TRECHO FORNECIDO:

━━━━━━━━━━━━━━━━━━━━━━━━━━━━━━

As entranhas do bolsismo
ZANDER NAVARRO - O Estado de S. Paulo
Em viagem de pesquisa visitei áreas rurais na divisa do Maranhão com o Pará.
Muitos pequenos povoados com centenas de motos cruzando as estradas da
região. Inúmeros sinais de continuidade do atraso histórico, mas iguais
evidências, ainda embrionárias, de algum dinamismo social.
Em sua casa de barro, conversei com um jovem agricultor. Recém-casado e com
um filho de 6 meses, ele cultiva uma pequena roça com mandioca, praticando a
"agricultura no toco", que significa o desmate de uma área de mata original
e o plantio após a queimada dos remanescentes florestais. Só vende a farinha
se precisar de dinheiro, pois recebe uma bolsa do programa Mais Educação. E
o que faz? "Sou professor de agroecologia", diz com certo orgulho. Ele
explica que se trata de ensinar a preparação de "canteiros sustentáveis,
plantar horta sem venenos", adiantando, contudo, que não foi treinado e, por
isso, não sabe "ainda o que é agroecologia". Trabalha um dia por semana na
escola da comunidade e recebe R$ 600 mensais.

━━━━━━━━━━━━━━━━━━━━━━━━━━━━━━

OBJETIVO:
Transcreva do texto sobre o bolsismo, acima, tudo desde "Em sua casa" até "R$ 600 mensais.".

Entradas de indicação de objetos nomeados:

━━━━━━━━━━━━━━━━━━━━━━━━━━━━━━

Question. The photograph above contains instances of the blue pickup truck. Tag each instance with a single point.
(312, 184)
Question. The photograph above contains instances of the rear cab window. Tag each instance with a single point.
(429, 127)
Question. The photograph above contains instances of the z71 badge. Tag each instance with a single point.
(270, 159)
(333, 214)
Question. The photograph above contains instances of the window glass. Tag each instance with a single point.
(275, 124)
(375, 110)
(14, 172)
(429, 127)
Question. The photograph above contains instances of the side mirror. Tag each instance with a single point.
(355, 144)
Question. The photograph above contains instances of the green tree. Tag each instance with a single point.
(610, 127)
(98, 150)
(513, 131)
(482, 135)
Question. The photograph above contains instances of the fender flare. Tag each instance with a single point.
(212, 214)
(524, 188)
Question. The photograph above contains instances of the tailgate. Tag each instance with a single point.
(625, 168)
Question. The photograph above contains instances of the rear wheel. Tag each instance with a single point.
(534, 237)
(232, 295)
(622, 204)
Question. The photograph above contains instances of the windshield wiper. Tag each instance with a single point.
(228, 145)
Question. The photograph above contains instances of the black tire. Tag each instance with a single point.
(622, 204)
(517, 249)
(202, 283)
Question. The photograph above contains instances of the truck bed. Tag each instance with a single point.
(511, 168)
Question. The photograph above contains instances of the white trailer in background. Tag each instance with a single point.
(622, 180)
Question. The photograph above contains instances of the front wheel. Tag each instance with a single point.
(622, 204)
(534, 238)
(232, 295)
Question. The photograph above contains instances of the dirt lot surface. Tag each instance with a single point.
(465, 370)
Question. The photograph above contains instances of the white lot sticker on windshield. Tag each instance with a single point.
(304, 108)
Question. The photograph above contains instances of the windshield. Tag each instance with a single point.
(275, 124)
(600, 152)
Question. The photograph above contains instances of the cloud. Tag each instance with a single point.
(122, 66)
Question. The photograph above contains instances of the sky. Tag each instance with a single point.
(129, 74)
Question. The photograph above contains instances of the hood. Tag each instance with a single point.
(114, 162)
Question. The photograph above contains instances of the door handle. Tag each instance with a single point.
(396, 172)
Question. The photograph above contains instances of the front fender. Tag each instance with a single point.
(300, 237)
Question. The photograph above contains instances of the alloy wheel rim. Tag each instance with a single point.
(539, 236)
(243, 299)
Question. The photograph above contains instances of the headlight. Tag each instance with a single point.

━━━━━━━━━━━━━━━━━━━━━━━━━━━━━━

RESPOSTA COMPLETA:
Em sua casa de barro, conversei com um jovem agricultor. Recém-casado e com
um filho de 6 meses, ele cultiva uma pequena roça com mandioca, praticando a
"agricultura no toco", que significa o desmate de uma área de mata original
e o plantio após a queimada dos remanescentes florestais. Só vende a farinha
se precisar de dinheiro, pois recebe uma bolsa do programa Mais Educação. E
o que faz? "Sou professor de agroecologia", diz com certo orgulho. Ele
explica que se trata de ensinar a preparação de "canteiros sustentáveis,
plantar horta sem venenos", adiantando, contudo, que não foi treinado e, por
isso, não sabe "ainda o que é agroecologia". Trabalha um dia por semana na
escola da comunidade e recebe R$ 600 mensais.